*** Listed entries ***
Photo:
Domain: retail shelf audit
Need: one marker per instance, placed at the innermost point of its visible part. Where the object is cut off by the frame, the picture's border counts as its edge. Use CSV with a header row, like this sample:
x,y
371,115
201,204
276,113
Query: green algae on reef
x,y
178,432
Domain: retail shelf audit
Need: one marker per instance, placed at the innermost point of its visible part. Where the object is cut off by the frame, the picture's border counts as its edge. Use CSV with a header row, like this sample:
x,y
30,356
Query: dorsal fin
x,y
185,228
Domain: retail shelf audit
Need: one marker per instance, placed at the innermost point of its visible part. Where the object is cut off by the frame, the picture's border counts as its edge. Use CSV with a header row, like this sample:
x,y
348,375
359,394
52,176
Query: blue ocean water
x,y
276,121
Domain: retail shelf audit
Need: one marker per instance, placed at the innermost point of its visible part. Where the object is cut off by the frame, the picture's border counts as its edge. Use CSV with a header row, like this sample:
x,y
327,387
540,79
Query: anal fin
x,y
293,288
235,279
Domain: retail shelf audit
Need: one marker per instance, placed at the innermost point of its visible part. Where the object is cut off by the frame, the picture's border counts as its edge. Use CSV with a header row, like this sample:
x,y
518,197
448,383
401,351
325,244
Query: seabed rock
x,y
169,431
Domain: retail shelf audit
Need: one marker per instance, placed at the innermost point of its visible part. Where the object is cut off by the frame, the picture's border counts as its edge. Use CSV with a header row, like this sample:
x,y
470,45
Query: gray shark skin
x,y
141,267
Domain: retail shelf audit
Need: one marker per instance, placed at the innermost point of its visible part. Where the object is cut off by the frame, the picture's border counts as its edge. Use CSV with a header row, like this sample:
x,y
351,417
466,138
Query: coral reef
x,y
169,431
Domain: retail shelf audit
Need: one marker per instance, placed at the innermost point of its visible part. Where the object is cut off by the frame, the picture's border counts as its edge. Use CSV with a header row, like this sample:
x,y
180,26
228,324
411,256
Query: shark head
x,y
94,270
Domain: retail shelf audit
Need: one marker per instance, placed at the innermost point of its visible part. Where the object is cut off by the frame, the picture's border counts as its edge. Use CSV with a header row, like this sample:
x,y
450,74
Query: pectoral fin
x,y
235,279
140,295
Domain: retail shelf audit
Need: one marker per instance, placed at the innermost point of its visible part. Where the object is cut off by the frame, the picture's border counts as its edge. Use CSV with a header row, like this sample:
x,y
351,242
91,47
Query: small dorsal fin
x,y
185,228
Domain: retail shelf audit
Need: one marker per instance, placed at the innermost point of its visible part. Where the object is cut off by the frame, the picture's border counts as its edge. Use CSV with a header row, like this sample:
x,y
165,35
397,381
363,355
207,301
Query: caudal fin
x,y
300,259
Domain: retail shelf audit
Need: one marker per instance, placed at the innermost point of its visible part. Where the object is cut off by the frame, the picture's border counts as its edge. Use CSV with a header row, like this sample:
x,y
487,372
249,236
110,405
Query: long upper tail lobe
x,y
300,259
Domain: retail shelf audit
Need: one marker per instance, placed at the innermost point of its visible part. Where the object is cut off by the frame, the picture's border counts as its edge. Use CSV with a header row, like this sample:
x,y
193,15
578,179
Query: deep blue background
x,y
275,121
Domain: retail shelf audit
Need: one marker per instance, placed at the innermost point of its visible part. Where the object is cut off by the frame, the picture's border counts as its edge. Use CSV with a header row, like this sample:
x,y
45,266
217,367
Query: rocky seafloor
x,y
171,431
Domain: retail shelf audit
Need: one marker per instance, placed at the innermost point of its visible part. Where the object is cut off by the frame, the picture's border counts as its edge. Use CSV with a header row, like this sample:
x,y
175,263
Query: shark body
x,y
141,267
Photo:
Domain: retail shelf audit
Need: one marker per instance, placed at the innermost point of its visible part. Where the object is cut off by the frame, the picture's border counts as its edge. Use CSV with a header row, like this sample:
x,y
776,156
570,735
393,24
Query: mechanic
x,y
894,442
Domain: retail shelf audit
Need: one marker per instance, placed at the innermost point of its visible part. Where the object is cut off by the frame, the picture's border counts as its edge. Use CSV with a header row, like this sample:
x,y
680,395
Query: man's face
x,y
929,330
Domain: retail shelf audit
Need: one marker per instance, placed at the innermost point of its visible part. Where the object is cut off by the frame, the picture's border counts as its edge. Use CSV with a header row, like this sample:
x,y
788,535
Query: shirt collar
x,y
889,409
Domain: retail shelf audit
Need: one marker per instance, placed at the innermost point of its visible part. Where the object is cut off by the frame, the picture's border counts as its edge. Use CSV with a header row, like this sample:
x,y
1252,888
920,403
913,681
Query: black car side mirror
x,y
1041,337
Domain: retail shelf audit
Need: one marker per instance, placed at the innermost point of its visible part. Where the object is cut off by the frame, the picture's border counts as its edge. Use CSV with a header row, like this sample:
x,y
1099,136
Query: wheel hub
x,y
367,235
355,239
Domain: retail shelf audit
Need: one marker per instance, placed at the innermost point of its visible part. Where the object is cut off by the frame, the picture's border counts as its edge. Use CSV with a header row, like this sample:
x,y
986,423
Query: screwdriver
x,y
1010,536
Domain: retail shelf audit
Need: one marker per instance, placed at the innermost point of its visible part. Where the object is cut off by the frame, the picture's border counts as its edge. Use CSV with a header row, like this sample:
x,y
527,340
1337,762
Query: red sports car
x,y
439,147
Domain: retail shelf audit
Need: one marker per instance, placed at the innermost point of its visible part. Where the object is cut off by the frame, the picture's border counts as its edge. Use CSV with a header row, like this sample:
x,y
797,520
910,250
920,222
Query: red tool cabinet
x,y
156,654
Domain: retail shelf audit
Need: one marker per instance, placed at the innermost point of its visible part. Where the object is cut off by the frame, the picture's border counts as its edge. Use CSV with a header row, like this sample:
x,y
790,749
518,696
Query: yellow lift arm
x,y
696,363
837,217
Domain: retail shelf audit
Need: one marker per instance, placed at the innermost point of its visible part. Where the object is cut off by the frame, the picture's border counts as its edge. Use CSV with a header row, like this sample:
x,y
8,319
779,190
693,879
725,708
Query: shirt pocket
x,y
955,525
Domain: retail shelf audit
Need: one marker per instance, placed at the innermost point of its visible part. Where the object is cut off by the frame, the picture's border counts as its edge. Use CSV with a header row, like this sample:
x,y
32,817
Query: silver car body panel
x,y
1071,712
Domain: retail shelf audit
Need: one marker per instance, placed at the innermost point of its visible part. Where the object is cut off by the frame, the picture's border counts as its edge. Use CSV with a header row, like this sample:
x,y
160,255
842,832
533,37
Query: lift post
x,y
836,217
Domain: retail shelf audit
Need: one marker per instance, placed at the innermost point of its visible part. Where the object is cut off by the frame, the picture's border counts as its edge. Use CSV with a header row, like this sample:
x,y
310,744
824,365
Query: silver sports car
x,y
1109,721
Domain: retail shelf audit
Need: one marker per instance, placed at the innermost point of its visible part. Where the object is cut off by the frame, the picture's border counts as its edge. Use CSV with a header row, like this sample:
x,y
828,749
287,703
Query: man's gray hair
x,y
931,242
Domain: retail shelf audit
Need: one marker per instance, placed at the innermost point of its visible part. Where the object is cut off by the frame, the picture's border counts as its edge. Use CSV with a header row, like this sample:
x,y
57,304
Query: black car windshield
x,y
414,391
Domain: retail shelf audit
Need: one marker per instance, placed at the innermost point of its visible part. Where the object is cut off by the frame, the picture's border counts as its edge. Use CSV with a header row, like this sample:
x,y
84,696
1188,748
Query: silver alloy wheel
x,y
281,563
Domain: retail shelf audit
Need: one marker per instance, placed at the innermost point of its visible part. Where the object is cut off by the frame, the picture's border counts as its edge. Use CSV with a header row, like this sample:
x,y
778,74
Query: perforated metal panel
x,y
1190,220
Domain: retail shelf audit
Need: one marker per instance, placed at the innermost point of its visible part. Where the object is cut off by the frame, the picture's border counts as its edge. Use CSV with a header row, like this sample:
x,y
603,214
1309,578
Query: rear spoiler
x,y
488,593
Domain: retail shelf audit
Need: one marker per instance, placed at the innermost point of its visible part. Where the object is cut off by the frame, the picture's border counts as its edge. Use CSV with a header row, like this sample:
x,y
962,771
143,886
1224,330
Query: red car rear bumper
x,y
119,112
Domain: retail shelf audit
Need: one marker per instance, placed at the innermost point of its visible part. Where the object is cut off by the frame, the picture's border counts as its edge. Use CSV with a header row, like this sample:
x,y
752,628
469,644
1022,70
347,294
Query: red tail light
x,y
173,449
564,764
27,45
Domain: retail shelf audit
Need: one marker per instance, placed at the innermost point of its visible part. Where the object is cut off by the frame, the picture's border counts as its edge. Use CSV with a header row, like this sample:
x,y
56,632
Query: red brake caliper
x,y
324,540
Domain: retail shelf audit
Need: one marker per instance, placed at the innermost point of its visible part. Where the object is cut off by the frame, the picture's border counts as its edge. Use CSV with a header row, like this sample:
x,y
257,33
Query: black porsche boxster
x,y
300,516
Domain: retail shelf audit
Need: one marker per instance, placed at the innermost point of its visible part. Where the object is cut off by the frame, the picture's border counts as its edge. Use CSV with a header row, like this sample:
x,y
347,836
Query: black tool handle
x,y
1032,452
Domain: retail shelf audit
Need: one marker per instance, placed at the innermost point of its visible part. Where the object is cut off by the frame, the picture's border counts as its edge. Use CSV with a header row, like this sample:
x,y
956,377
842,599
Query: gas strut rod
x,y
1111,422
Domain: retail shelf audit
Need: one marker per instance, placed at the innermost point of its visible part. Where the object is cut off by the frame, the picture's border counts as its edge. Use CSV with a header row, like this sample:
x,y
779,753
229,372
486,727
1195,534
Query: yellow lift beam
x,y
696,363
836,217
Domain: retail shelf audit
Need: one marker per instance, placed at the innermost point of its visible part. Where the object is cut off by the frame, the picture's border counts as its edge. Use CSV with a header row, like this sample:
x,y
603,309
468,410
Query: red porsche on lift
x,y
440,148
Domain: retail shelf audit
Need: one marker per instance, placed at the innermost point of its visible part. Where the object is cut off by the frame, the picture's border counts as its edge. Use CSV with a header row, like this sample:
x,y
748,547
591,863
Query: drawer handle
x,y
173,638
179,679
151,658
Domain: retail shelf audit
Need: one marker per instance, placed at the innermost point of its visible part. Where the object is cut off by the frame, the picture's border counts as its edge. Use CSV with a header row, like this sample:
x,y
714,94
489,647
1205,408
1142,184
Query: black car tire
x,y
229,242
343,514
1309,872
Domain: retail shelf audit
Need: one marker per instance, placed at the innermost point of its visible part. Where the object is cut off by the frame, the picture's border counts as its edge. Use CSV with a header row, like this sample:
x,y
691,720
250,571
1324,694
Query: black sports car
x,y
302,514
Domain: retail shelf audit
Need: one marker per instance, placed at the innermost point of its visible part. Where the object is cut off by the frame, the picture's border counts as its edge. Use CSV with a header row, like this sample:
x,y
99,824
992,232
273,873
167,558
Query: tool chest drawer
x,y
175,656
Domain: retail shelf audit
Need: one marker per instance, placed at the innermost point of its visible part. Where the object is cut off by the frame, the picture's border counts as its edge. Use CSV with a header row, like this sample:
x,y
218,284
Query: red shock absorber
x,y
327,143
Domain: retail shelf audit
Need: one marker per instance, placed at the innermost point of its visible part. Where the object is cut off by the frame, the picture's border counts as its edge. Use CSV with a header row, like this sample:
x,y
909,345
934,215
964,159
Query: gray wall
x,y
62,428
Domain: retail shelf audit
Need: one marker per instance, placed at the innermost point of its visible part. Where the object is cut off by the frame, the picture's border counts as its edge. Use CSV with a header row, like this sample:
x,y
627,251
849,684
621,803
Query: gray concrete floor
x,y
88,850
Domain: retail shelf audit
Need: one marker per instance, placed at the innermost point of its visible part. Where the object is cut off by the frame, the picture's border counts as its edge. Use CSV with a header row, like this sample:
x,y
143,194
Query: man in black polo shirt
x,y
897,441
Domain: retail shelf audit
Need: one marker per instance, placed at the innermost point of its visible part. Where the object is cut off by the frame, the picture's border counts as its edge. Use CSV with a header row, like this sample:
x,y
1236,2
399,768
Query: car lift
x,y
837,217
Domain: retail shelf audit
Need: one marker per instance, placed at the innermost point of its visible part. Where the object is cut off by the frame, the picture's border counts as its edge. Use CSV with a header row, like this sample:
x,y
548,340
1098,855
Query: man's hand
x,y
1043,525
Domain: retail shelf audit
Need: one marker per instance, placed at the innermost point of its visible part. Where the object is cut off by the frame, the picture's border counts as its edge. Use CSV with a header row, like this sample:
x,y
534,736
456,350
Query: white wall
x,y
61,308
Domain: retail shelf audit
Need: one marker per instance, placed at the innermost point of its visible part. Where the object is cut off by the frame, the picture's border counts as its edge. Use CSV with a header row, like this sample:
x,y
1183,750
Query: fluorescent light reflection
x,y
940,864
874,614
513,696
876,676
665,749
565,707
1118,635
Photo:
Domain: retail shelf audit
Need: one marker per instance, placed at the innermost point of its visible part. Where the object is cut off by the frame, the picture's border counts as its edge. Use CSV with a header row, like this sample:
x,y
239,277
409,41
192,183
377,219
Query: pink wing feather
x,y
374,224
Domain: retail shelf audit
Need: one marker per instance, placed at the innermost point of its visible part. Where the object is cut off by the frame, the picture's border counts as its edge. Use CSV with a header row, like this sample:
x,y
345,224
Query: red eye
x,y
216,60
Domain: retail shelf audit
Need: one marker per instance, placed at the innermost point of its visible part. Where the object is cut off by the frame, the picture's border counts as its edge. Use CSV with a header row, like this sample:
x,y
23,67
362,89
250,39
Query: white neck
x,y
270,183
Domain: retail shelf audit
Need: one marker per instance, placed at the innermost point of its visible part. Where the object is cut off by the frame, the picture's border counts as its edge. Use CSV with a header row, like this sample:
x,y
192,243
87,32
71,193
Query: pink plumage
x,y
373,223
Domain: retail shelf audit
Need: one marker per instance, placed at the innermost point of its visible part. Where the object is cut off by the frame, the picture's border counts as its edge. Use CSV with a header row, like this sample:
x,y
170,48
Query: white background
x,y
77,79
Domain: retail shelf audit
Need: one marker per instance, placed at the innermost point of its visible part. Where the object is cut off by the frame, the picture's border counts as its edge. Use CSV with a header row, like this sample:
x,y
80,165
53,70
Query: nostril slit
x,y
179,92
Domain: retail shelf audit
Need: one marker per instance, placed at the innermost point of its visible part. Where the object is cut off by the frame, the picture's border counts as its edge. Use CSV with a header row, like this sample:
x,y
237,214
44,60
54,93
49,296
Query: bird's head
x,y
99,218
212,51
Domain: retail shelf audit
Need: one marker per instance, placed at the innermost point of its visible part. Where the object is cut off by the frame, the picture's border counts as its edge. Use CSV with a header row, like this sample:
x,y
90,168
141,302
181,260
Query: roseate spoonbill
***
**Task description**
Report every line above that contains the string "body", copying each one in full.

**Exercise answer**
Query: shark body
Query: silver car body panel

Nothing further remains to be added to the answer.